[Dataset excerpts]
╔══

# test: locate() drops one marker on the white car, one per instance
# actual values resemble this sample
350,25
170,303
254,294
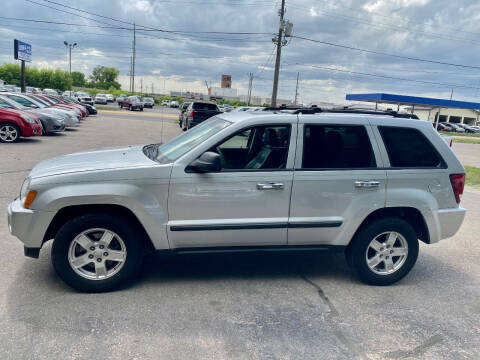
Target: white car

╚══

YOUR ASSIGNMENT: Without including any picture, retype the entries exactly.

TASK RESPONSE:
# test: locate() drops one marker on the white car, one per instance
# actual values resemble this sample
350,25
170,303
254,294
Target: white car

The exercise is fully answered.